# [INPUT ROWS]
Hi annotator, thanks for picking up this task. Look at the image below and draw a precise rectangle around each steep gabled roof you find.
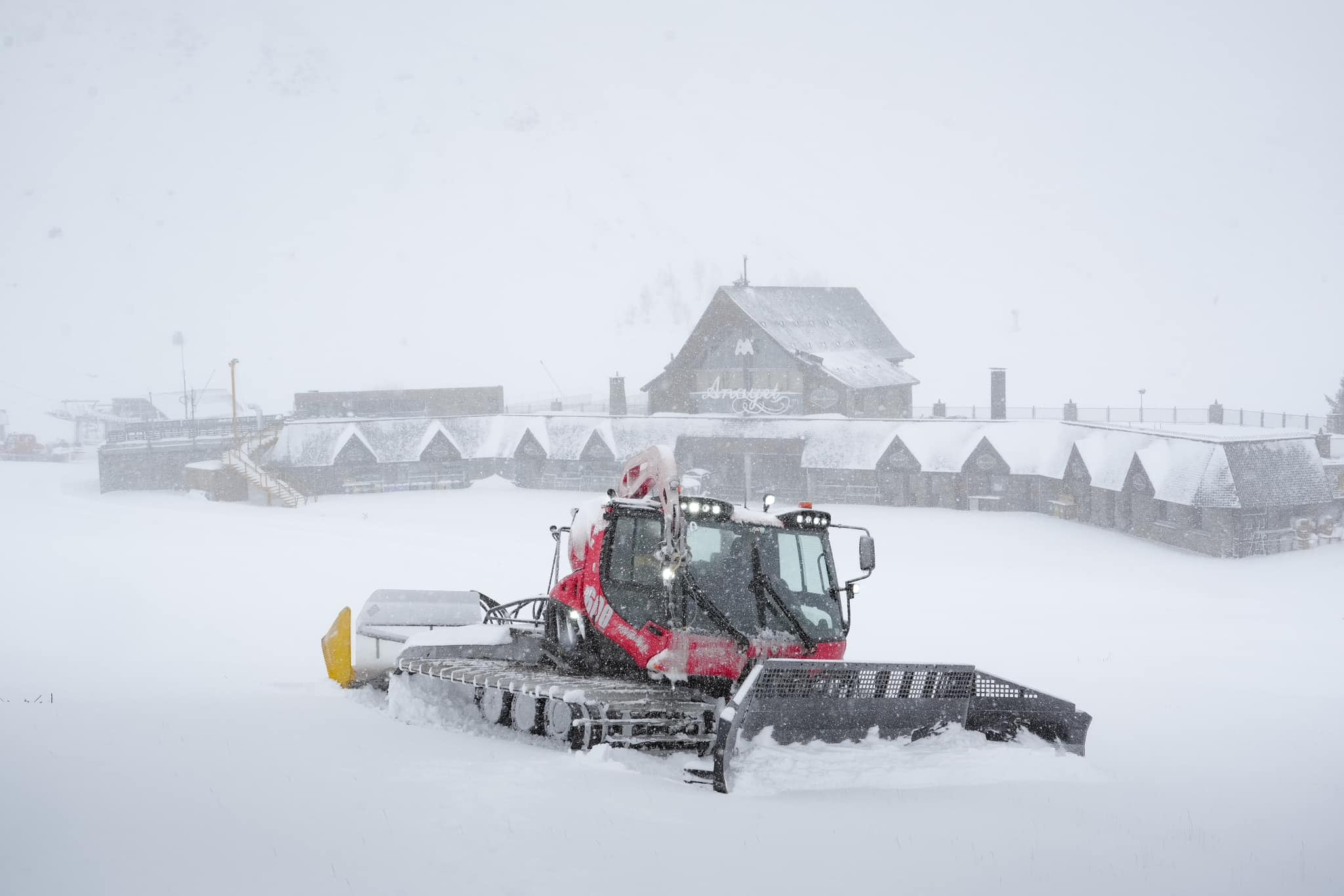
[1223,438,1335,508]
[717,286,919,388]
[644,286,919,390]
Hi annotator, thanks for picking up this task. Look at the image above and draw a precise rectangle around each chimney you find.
[989,367,1008,420]
[1316,430,1331,460]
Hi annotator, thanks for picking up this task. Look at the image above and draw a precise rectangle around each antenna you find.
[537,360,564,399]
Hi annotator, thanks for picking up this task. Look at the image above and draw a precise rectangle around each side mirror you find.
[859,535,877,572]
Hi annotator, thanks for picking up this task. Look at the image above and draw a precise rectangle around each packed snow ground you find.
[0,464,1344,895]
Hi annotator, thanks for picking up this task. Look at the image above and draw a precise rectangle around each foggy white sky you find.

# [GIVEN EXERCISE]
Give the data above as a Markdown table with two columns, Row and Line, one numbered row per line. Skip blank lines and leave the pictures out.

# [RESULT]
| Row | Line |
|---|---|
| 1 | Hi annotator, thanks for picking up this task. Look at the image below and draw a precise rectangle around each steep gabled roof you find. |
| 2 | [1223,438,1335,508] |
| 3 | [717,286,919,388] |
| 4 | [644,286,919,390] |
| 5 | Hi annotator, thanks for picking up this task. Look at the image above and draw a precise rectangle around each chimney you find. |
| 6 | [989,367,1008,420] |
| 7 | [1316,430,1331,460] |
| 8 | Hi annotator, thanks for picking up this task. Look at the image above and draw a precise rectangle around each antenna you find. |
| 9 | [537,360,564,399] |
| 10 | Hi annotator, thanks for picking up this task. Look at the image above and draw a precise rectangle around each side mirror you find. |
| 11 | [859,535,877,572] |
| 12 | Hi annotator, thanks for picking up this task. Look at the image above and draw a precise rectangle around each packed snow ground you find. |
| 13 | [0,464,1344,895] |
| 14 | Hi annotator, thanks for picking up this task. Look at the image above and draw a precise rectangle around each foggy white sky you find. |